### Task brief
Can you put every one of the records below into a two-column CSV with the headers request and answer, one row per request? Each field should be quoted, with its line breaks replaced by spaces.

Data items
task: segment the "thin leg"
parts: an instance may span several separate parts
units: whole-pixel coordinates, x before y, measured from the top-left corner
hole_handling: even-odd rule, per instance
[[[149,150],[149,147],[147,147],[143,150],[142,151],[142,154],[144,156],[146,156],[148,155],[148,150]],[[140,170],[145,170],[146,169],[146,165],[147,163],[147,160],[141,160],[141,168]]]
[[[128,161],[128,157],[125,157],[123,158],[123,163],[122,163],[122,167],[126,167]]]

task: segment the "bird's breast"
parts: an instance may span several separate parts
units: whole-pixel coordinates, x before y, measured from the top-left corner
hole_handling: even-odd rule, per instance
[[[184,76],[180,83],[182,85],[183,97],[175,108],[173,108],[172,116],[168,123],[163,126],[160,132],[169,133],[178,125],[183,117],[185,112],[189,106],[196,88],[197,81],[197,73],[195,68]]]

### Complete answer
request,answer
"task: segment the ""thin leg"" parts: an instance may span several separate parts units: whole-pixel coordinates, x before y, measured from the top-left corner hole_handling: even-odd rule, per instance","[[[149,150],[149,147],[147,147],[143,150],[142,151],[142,154],[144,156],[146,156],[148,155],[148,150]],[[140,170],[145,170],[146,169],[146,165],[147,163],[147,160],[141,160],[141,168]]] [[[128,161],[128,157],[125,157],[123,158],[123,163],[122,163],[122,167],[126,167]]]"
"task: segment the ""bird's breast"" parts: an instance may span several separate parts units: whole-pixel coordinates, x before y, measured from the top-left corner hole_handling: even-odd rule, per instance","[[[184,76],[180,83],[182,85],[183,97],[175,108],[173,108],[172,116],[168,123],[163,126],[160,132],[169,133],[178,125],[183,117],[185,112],[189,106],[196,88],[197,81],[197,73],[195,68]]]"